Set problem → Render the entries below as a JSON list of strings, one string per line, leaving out any blank lines.

(Items stored from a collection)
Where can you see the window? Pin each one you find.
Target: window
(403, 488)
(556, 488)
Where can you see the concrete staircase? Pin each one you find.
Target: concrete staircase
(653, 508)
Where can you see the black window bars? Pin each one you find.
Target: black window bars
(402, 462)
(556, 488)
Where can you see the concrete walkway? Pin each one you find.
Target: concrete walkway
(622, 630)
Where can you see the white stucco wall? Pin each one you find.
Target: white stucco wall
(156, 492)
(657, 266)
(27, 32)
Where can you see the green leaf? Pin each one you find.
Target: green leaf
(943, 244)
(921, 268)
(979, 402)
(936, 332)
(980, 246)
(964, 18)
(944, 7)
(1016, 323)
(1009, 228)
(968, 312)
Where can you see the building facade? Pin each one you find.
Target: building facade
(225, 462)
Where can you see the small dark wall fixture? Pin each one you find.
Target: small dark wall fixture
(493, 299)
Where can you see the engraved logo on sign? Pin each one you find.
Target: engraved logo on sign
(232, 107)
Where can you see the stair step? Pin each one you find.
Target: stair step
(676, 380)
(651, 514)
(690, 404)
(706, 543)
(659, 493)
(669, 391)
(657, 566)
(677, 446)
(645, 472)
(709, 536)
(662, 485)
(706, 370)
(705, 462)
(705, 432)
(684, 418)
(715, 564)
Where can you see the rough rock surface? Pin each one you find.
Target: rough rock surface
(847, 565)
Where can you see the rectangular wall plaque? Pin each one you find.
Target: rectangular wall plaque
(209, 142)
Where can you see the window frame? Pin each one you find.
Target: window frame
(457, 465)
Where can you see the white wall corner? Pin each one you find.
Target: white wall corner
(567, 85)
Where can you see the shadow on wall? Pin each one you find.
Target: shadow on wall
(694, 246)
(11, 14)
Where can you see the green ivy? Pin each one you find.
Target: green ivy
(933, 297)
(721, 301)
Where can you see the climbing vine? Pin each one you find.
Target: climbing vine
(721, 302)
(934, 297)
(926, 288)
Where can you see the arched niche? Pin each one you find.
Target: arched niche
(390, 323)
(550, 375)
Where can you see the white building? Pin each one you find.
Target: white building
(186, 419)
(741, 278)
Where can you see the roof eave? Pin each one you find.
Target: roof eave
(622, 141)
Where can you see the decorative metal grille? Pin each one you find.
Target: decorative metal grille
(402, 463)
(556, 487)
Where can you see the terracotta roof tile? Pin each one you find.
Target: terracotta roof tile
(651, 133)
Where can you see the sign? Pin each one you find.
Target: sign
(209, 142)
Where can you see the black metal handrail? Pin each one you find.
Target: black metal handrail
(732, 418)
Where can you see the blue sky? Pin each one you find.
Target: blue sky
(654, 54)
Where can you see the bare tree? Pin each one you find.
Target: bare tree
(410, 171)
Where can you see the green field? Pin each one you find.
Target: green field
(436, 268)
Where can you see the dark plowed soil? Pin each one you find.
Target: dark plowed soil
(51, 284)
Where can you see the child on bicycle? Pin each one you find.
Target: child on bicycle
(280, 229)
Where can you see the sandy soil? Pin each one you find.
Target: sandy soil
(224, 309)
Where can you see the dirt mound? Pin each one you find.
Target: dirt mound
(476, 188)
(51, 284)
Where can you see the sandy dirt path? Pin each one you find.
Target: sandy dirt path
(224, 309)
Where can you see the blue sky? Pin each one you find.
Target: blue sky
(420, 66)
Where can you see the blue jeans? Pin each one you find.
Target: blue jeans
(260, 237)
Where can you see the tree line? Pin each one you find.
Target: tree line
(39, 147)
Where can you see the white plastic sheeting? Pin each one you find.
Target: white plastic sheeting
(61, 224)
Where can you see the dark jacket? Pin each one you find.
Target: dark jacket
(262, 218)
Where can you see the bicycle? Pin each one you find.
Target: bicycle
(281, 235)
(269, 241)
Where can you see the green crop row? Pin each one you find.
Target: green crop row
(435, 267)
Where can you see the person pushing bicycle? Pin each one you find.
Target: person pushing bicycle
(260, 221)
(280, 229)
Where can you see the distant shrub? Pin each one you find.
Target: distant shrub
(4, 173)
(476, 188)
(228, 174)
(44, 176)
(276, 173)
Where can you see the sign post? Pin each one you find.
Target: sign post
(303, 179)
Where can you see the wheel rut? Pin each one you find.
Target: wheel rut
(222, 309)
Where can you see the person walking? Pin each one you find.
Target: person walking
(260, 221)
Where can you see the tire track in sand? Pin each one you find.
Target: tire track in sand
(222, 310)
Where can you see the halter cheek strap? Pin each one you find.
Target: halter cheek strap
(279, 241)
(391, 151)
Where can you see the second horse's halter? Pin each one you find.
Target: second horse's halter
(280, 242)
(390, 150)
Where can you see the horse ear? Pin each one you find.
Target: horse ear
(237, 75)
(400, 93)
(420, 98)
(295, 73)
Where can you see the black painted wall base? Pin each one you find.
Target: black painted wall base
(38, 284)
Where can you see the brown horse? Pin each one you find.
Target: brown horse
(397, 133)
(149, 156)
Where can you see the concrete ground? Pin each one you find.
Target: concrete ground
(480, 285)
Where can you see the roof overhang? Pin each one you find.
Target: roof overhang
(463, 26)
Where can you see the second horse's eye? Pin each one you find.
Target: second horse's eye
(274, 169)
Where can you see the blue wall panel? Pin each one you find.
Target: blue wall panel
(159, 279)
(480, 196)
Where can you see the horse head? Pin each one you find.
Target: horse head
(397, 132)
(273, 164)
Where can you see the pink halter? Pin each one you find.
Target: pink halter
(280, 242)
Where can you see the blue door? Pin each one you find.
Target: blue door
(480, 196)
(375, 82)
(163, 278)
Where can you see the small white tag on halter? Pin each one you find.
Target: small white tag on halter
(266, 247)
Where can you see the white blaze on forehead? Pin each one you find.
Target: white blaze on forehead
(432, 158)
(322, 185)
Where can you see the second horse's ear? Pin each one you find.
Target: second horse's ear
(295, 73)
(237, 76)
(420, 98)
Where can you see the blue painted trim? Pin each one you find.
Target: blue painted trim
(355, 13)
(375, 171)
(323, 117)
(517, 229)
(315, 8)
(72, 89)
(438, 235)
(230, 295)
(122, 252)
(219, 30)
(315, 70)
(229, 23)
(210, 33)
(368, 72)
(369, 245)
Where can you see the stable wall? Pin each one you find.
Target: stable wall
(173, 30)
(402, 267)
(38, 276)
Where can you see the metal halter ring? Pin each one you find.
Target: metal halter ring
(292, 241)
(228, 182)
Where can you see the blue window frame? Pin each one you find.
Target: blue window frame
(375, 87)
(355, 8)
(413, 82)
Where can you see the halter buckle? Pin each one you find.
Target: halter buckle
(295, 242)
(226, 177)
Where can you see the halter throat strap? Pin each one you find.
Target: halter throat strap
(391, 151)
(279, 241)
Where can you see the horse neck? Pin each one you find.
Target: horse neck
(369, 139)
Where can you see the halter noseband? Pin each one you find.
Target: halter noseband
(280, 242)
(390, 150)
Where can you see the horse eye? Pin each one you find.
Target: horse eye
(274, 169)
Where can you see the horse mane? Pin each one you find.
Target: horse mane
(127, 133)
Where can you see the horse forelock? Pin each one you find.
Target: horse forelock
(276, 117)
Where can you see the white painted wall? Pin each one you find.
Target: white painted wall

Solution →
[
  "Where can you see the window? Pin each one you find.",
  "Target: window",
  "(403, 488)",
  "(556, 488)",
  "Where can you see the concrete staircase? Pin each one you find.",
  "Target: concrete staircase",
  "(653, 508)",
  "Where can you see the black window bars? Pin each one you find.",
  "Target: black window bars",
  "(402, 462)",
  "(556, 488)",
  "Where can you see the concrete walkway? Pin each one you find.",
  "Target: concrete walkway",
  "(622, 630)",
  "Where can you see the white stucco wall? Pin each one you find.",
  "Target: white stucco wall",
  "(156, 492)",
  "(657, 266)",
  "(27, 32)",
  "Where can you see the green leaf? Pin each one you find.",
  "Target: green leaf",
  "(943, 244)",
  "(921, 268)",
  "(979, 402)",
  "(936, 332)",
  "(980, 246)",
  "(964, 18)",
  "(944, 7)",
  "(1016, 323)",
  "(1009, 228)",
  "(968, 312)",
  "Where can you see the building facade? Pin each one you find.",
  "Target: building facade",
  "(225, 462)",
  "Where can you see the small dark wall fixture? Pin each one you find.",
  "Target: small dark wall fixture",
  "(493, 299)",
  "Where can you see the engraved logo on sign? Pin each one you find.",
  "Target: engraved logo on sign",
  "(232, 107)",
  "Where can you see the stair step? Pin each one you find.",
  "Target: stair step",
  "(676, 380)",
  "(651, 514)",
  "(690, 404)",
  "(706, 543)",
  "(659, 493)",
  "(669, 391)",
  "(657, 566)",
  "(677, 446)",
  "(645, 472)",
  "(709, 536)",
  "(662, 485)",
  "(706, 370)",
  "(705, 462)",
  "(705, 432)",
  "(684, 418)",
  "(715, 564)",
  "Where can you see the rough rock surface? Pin each one you find.",
  "Target: rough rock surface",
  "(847, 565)",
  "Where can you see the rectangular wall plaque? Pin each one you find.",
  "Target: rectangular wall plaque",
  "(209, 142)",
  "Where can you see the window frame? Pin each one you find.",
  "Target: window frame",
  "(457, 465)",
  "Where can you see the white wall corner? Pin each one you find.",
  "Target: white wall corner",
  "(567, 85)",
  "Where can you see the shadow on wall? Pin each one you find.",
  "Target: shadow on wall",
  "(694, 246)",
  "(11, 14)",
  "Where can you see the green ivy? Pin each one you find.",
  "Target: green ivy",
  "(933, 297)",
  "(721, 301)",
  "Where can you see the climbing vine? Pin each one you find.",
  "Target: climbing vine",
  "(721, 302)",
  "(934, 297)",
  "(926, 288)",
  "Where can you see the arched niche? Pin each one you find.",
  "Target: arched niche",
  "(390, 323)",
  "(550, 375)",
  "Where can you see the white building? Pin each one you find.",
  "Target: white building",
  "(186, 419)",
  "(741, 278)",
  "Where can you see the roof eave? Pin each one you find.",
  "Target: roof eave",
  "(622, 141)",
  "Where can you see the decorative metal grille? Pin each one you find.",
  "Target: decorative metal grille",
  "(402, 463)",
  "(556, 487)",
  "Where can you see the terracotta roof tile? Pin each one you find.",
  "Target: terracotta roof tile",
  "(651, 133)",
  "Where can you see the sign? Pin each one you find.",
  "Target: sign",
  "(209, 142)",
  "Where can you see the black metal handrail? Pin each one you find.",
  "Target: black metal handrail",
  "(732, 418)",
  "Where can you see the blue sky? Pin each one you find.",
  "Target: blue sky",
  "(654, 54)",
  "Where can you see the bare tree? Pin each one you find.",
  "Target: bare tree",
  "(410, 171)",
  "Where can you see the green field? Pin each one you find.",
  "Target: green field",
  "(436, 268)",
  "Where can you see the dark plowed soil? Pin each one you find.",
  "Target: dark plowed soil",
  "(51, 284)",
  "Where can you see the child on bicycle? Pin each one you find.",
  "Target: child on bicycle",
  "(280, 229)",
  "Where can you see the sandy soil? Pin each one you find.",
  "Target: sandy soil",
  "(224, 309)",
  "Where can you see the dirt mound? Pin each one you find.",
  "Target: dirt mound",
  "(476, 188)",
  "(51, 284)",
  "Where can you see the sandy dirt path? Pin each one you find.",
  "Target: sandy dirt path",
  "(224, 309)",
  "Where can you see the blue sky? Pin each one you find.",
  "Target: blue sky",
  "(420, 66)",
  "Where can you see the blue jeans? Pin each one you find.",
  "Target: blue jeans",
  "(260, 237)",
  "Where can you see the tree line? Pin each one you find.",
  "Target: tree line",
  "(39, 147)",
  "Where can you see the white plastic sheeting? Pin each one you find.",
  "Target: white plastic sheeting",
  "(61, 224)",
  "Where can you see the dark jacket? Pin each one you find.",
  "Target: dark jacket",
  "(262, 218)",
  "Where can you see the bicycle? Pin each one you find.",
  "Target: bicycle",
  "(281, 235)",
  "(269, 241)",
  "Where can you see the green crop row? Pin each one you find.",
  "Target: green crop row",
  "(435, 267)",
  "Where can you see the person pushing bicycle? Pin each one you find.",
  "Target: person pushing bicycle",
  "(260, 221)",
  "(280, 229)",
  "Where can you see the distant shrub? Pin each one you find.",
  "Target: distant shrub",
  "(4, 173)",
  "(476, 188)",
  "(228, 174)",
  "(44, 176)",
  "(276, 173)",
  "Where can you see the sign post? Pin each one you find.",
  "Target: sign post",
  "(303, 179)",
  "Where can you see the wheel rut? Pin each one you find.",
  "Target: wheel rut",
  "(222, 309)",
  "Where can you see the person walking? Pin each one you find.",
  "Target: person walking",
  "(260, 221)",
  "Where can you see the tire track in sand? Pin each one you find.",
  "Target: tire track in sand",
  "(222, 310)",
  "Where can you see the halter cheek strap? Pin each one you find.",
  "Target: halter cheek strap",
  "(279, 241)",
  "(391, 151)",
  "Where can you see the second horse's halter? Pin each one you find.",
  "Target: second horse's halter",
  "(280, 242)",
  "(390, 150)",
  "Where can you see the horse ear? Pin each one you find.",
  "Target: horse ear",
  "(237, 75)",
  "(400, 93)",
  "(420, 98)",
  "(295, 73)",
  "Where can you see the black painted wall base? Pin each one you find.",
  "Target: black painted wall base",
  "(38, 284)",
  "Where can you see the brown horse? Pin each one you find.",
  "Target: brown horse",
  "(397, 133)",
  "(149, 156)",
  "Where can you see the concrete ground? Pin each one you find.",
  "Target: concrete ground",
  "(480, 285)",
  "Where can you see the roof overhang? Pin each one you find.",
  "Target: roof overhang",
  "(463, 26)",
  "Where can you see the second horse's eye? Pin each one you find.",
  "Target: second horse's eye",
  "(274, 169)",
  "Where can you see the blue wall panel? Pin each one you find.",
  "Target: blue wall panel",
  "(159, 279)",
  "(480, 196)",
  "Where can you see the horse head? Pin each one you find.",
  "Target: horse head",
  "(397, 132)",
  "(273, 164)",
  "Where can you see the pink halter? Pin each one you find.",
  "Target: pink halter",
  "(280, 242)",
  "Where can you see the blue door? Pin each one you find.",
  "Target: blue door",
  "(480, 196)",
  "(375, 82)",
  "(163, 278)",
  "Where can you see the small white tag on halter? Pin each one you find.",
  "Target: small white tag on halter",
  "(266, 247)",
  "Where can you see the white blaze on forehead? Pin each one you find.",
  "Target: white blaze on forehead",
  "(432, 158)",
  "(322, 185)",
  "Where can you see the second horse's ear? Pin each one you find.",
  "Target: second horse's ear",
  "(295, 73)",
  "(237, 76)",
  "(420, 98)",
  "Where can you see the blue painted trim? Pin each one you find.",
  "Target: blue painted trim",
  "(355, 13)",
  "(375, 171)",
  "(323, 117)",
  "(517, 229)",
  "(315, 8)",
  "(72, 89)",
  "(438, 235)",
  "(230, 295)",
  "(122, 252)",
  "(219, 30)",
  "(315, 70)",
  "(229, 23)",
  "(210, 33)",
  "(368, 72)",
  "(369, 245)",
  "Where can you see the stable wall? Pin each one you find.",
  "Target: stable wall",
  "(173, 30)",
  "(402, 267)",
  "(38, 276)",
  "Where can you see the metal halter ring? Pin each one you find.",
  "Target: metal halter ring",
  "(292, 241)",
  "(228, 182)",
  "Where can you see the blue window frame? Pin each one you find.",
  "Target: blue window frame",
  "(375, 87)",
  "(355, 8)",
  "(413, 82)",
  "Where can you see the halter buckle? Pin each one you find.",
  "Target: halter buckle",
  "(295, 242)",
  "(226, 177)",
  "Where can you see the halter throat strap? Pin each one you find.",
  "Target: halter throat strap",
  "(391, 151)",
  "(279, 241)",
  "Where can you see the horse neck? Pin each one you find.",
  "Target: horse neck",
  "(369, 139)",
  "Where can you see the halter noseband? Pin each one you find.",
  "Target: halter noseband",
  "(280, 242)",
  "(390, 150)",
  "Where can you see the horse eye? Pin each one you find.",
  "Target: horse eye",
  "(274, 169)",
  "Where can you see the horse mane? Pin each one you find.",
  "Target: horse mane",
  "(127, 133)",
  "Where can you see the horse forelock? Pin each one you find.",
  "Target: horse forelock",
  "(276, 117)",
  "Where can you see the white painted wall? Pin each one you find.",
  "Target: white painted wall"
]